• [Fragmento del texto]
|---|

Hasta entonces mi relación con el diseño había sido puramente estético, pero esa imagen abrió ante mi un mundo fascinante que dejaba al descubierto las entrañas del calzado, necesitaba saber más.
Algunos años después, ya estudiando en Londres, lo encontré. Era el taller y tienda del Sr. John Lobb, zapatero oficial de la reina de Inglaterra. Como si de un gabinete de curiosidades se tratara y con un más que singular orden, allí se conservan las hormas de personas célebres como Lady Di, Duke Ellington, el Sha de Persia, o Jackie Kennedy y por supuesto las de Su Majestad. Las hormas registran sus vidas, guardan silenciosamente una historia personal, todas la tienen, porque cada par de zapatos está hecho con un propósito. En el taller trabajan con las manos y el corazón al unísono, aplican todo el conocimiento que solo muchos años de experiencia proporcionan, cada par de zapatos encargado se convierte en un proyecto único.

|---|

• [Filas listadas]

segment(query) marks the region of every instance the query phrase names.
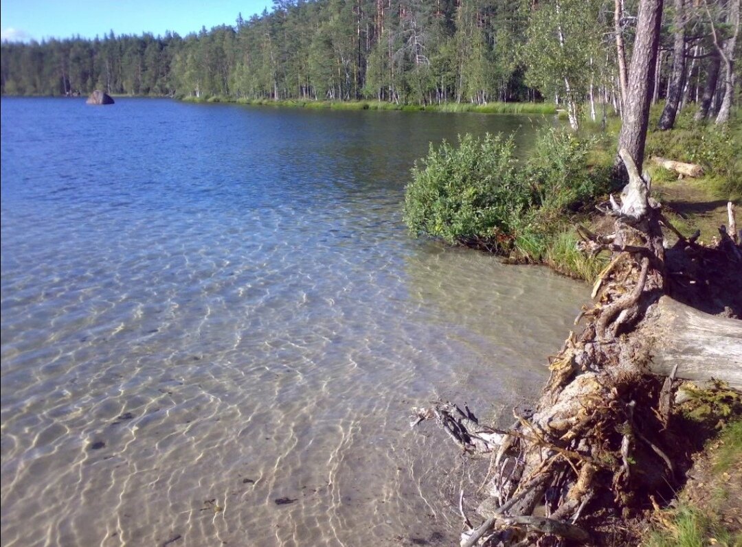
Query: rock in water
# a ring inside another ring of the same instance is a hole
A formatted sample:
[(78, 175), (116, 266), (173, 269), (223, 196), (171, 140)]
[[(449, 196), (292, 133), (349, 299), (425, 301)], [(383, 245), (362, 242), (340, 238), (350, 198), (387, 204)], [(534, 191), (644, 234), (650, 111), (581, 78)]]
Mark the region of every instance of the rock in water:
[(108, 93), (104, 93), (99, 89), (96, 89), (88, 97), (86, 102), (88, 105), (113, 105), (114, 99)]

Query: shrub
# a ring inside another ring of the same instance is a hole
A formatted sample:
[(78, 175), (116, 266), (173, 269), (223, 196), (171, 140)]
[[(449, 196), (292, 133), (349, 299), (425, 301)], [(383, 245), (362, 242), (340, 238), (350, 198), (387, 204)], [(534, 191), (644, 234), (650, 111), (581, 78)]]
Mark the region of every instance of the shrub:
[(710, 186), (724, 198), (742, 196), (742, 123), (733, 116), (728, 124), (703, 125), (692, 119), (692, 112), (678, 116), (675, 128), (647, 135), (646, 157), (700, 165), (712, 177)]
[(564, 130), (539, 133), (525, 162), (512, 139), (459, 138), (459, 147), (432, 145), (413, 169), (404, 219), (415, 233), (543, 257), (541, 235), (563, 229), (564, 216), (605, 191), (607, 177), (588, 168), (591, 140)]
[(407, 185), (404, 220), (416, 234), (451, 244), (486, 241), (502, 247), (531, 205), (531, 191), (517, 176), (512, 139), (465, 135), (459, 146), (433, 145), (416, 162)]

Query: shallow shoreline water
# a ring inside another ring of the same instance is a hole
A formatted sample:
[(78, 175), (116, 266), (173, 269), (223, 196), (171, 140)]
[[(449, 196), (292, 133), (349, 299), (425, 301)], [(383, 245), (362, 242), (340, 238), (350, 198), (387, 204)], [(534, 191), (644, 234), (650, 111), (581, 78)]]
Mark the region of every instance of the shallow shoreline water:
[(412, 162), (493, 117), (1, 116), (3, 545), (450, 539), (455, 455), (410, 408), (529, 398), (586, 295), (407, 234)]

|---|

Continúa, por favor, el texto sobre el taller de John Lobb a partir de su última oración. Estas filas provienen de otra fuente.

• [Respuesta]
Fue allí donde encontré lo que estaba buscando: las raíces del calzado, el trabajo hecho con las manos y una tradición centenaria rigurosamente aplicada. La única máquina que vi en los años que pasé allí fue una calculadora roñosa, todo lo demás era completamente artesanal, hacían uso de técnicas tradicionales que permiten obtener un meticuloso trabajo medido al milímetro. Empecé siendo cortadora, clicker, un trabajo que prácticamente ya no existe, ni siquiera en la seguridad social inglesa tenían constancia de la existencia de este oficio, el funcionario no supo cómo registrarme. Y en aquel lugar tan especial me convertí en zapatera.